- What you will do
Reproduce the following listing verbatim, line for line, with nothing altered, added, or omitted.

Start Provided material

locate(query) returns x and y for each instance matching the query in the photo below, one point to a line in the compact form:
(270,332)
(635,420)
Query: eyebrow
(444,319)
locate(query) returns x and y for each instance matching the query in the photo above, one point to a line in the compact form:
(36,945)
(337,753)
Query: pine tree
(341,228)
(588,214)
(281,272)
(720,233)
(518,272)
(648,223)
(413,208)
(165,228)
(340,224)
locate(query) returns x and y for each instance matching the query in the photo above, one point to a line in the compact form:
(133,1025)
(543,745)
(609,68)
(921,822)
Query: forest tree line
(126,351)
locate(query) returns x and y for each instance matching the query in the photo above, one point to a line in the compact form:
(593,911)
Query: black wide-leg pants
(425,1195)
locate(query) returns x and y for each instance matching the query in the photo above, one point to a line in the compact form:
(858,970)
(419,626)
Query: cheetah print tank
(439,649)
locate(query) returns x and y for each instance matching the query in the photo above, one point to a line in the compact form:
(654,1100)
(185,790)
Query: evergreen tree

End Provided material

- Full response
locate(query) returns x and y for each instance matching the query in the photo below, one point to a line in the compact form:
(270,332)
(635,420)
Query: eyebrow
(444,319)
locate(query) returns x and y for each instance matching the query in the photo above, one point to a line in the compact form:
(36,945)
(337,753)
Query: pine tree
(341,228)
(588,214)
(281,272)
(720,233)
(518,272)
(648,223)
(413,208)
(165,228)
(340,224)
locate(query) returns x and y for each instance matching the query in the photo above, one point to a line in the compact form:
(133,1025)
(543,745)
(609,68)
(921,822)
Query: forest tree line
(126,351)
locate(query) returns x and y for each instance matching the query in the photo above, one point to a line in the compact form:
(593,911)
Query: black wide-leg pants
(425,1195)
locate(query) returns x and y for each instance matching the query in the photo above, one point to a line in the compact form:
(858,970)
(419,626)
Query: cheetah print tank
(439,649)
locate(query) returns x and y for each instance matching the query in the photo above, one point to a line in the compact form:
(654,1100)
(185,790)
Query: evergreen tree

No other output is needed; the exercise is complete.